Supplied passage.
####################
Photo by Darius Bashar on Unsplash

"Our sorrows and wounds are only healed when we touch them with compassion."

–Buddha

What would it be like if you felt free from the past? Is it possible to let go of that anger, resentment, and hurt we all have from our life experiences?

In my past, I have lost touch with many people who were very important parts of my life; they have either passed away or we just weren't good for each other anymore. I have felt the pain of losing them, missing them. But if I could talk with any of them at this moment - the only thing that I would be compelled to say is "I still love you, still care about you, and I hope you've found some peace and happiness wherever you may be."

The longer I sit here and loop this imaginary scene in my mind, it's as if a weight has been lifted from my heart. I actually feel one small step closer to being free from the past. Is this the power of forgiveness? If it is, then I think we might want to take a harder look at understanding what forgiveness actually is and what it might mean for us all.

So, here are a few of my thoughts that I hope will shine a little light on the subject of forgiveness:

1. Why do we think forgiveness must be between two sides coming together?

"Always forgive your enemies; nothing annoys them so much."

–Oscar Wilde

Many times, we feel like forgiveness depends on someone apologizing or one side being the "bigger person" by letting it go and excusing things that still feel wrong. But if forgiveness requires both sides to come together and agree, it is much more like a shrewd business or political deal, which has regulations on how and when it should happen. How can we forgive if we are worried about whether we are doing it right or not?

The kind of forgiveness I wish to highlight in this blog post is not one with rules on how to forgive, but the type that helps us break free from allowing our negative feelings to linger and dominate over how we feel and live our life.
####################
Given task 1.
Rewrite the lines of the records starting at the line containing "Annotation instructions: The target class is trailer roof." and ending at the line containing "200;36;279;138" as a JSON list of strings, one string per line, leaving out any blank lines.
The passage on forgiveness has no connection to the records that follow it.
####################
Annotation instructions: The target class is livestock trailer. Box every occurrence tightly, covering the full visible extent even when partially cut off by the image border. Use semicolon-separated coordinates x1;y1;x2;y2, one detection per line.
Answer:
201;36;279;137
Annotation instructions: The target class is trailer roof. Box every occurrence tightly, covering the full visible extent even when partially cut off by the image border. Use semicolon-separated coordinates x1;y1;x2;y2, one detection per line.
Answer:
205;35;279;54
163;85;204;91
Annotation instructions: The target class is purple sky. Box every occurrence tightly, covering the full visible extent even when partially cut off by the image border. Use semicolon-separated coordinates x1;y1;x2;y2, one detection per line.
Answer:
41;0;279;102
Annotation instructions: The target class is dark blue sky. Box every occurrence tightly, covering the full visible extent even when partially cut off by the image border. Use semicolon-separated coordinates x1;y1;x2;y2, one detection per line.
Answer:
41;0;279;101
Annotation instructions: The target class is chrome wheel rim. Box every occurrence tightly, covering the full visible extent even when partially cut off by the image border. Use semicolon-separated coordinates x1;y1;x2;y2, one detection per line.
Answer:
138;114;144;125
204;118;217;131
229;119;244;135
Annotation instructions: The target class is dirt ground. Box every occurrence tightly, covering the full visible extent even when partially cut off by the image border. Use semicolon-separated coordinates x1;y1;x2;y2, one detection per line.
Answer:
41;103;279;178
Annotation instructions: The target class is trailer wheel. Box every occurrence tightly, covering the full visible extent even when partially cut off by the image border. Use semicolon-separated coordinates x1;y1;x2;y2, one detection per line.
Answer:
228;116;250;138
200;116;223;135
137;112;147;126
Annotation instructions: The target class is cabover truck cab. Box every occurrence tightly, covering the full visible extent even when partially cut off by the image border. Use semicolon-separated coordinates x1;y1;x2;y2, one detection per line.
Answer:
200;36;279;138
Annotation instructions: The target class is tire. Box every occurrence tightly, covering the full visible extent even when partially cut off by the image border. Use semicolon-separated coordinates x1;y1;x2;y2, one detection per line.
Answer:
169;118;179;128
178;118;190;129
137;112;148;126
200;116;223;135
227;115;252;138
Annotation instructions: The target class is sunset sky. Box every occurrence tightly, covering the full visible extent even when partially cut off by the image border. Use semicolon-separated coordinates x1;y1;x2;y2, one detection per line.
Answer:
####################
Given task 2.
Extend the blog post on forgiveness, picking up right after its final sentence.

Written response 1.
[
  "Annotation instructions: The target class is trailer roof. Box every occurrence tightly, covering the full visible extent even when partially cut off by the image border. Use semicolon-separated coordinates x1;y1;x2;y2, one detection per line.",
  "Answer:",
  "205;35;279;54",
  "163;85;204;91",
  "Annotation instructions: The target class is purple sky. Box every occurrence tightly, covering the full visible extent even when partially cut off by the image border. Use semicolon-separated coordinates x1;y1;x2;y2, one detection per line.",
  "Answer:",
  "41;0;279;102",
  "Annotation instructions: The target class is dark blue sky. Box every occurrence tightly, covering the full visible extent even when partially cut off by the image border. Use semicolon-separated coordinates x1;y1;x2;y2, one detection per line.",
  "Answer:",
  "41;0;279;101",
  "Annotation instructions: The target class is chrome wheel rim. Box every occurrence tightly, covering the full visible extent even when partially cut off by the image border. Use semicolon-separated coordinates x1;y1;x2;y2, one detection per line.",
  "Answer:",
  "138;114;144;125",
  "204;118;217;131",
  "229;119;244;135",
  "Annotation instructions: The target class is dirt ground. Box every occurrence tightly, covering the full visible extent even when partially cut off by the image border. Use semicolon-separated coordinates x1;y1;x2;y2, one detection per line.",
  "Answer:",
  "41;103;279;178",
  "Annotation instructions: The target class is trailer wheel. Box every occurrence tightly, covering the full visible extent even when partially cut off by the image border. Use semicolon-separated coordinates x1;y1;x2;y2, one detection per line.",
  "Answer:",
  "228;116;250;138",
  "200;116;223;135",
  "137;112;147;126",
  "Annotation instructions: The target class is cabover truck cab. Box every occurrence tightly, covering the full visible extent even when partially cut off by the image border. Use semicolon-separated coordinates x1;y1;x2;y2, one detection per line.",
  "Answer:",
  "200;36;279;138"
]

Written response 2.
For example, let's say one day you discover your lunch is missing from the shared fridge at work. No one would believe that is something you should ignore and immediately feel okay with what happened. Whether it was an honest mistake or maliciously calculated, either way, your lunch is gone and that is wrong.

We may never know who took that lunch but we can still forgive. Forgiveness is not dependent on both sides coming together. But if we overlook the power of forgiveness when dealing with bad things happening to good people, our negative emotions of sadness, frustration, or anger will have much greater control over our actions in the future. We might start labeling our lunches twice, buying a lock for our lunch bag, or installing a surveillance camera in the break room. We might even be more suspicious of our co-workers and act differently around them.

But whether we choose to do something or not, it's a personal decision on how you feel about what has happened in the past. When forgiving yourself or someone else, forgiveness can only really come from within ourselves. No one else needs to be there or agree for forgiveness to happen.

2. Forgiveness is for you, not for them.

"Being upset with someone is like taking poison, hoping that the person who upset you is going to suffer… If you hold a grudge against someone, the only one who is suffering is you."

-Kristina Mand Lakhiani

Forgiveness is not something that we do for others; it's something we do for ourselves. One often-practiced technique that backs up this idea, is the process of writing down your thoughts in a letter but never sending it to that person. If the offending person never sees it, the process of working through your emotions to find forgiveness is really for you and for you alone.

This may be why we find forgiveness so difficult since we often forget or are unaware of why we are trying to forgive in the first place. But when we realize it is more for our own well-being, we may be able to forgive and let go of the negative emotions hurting us.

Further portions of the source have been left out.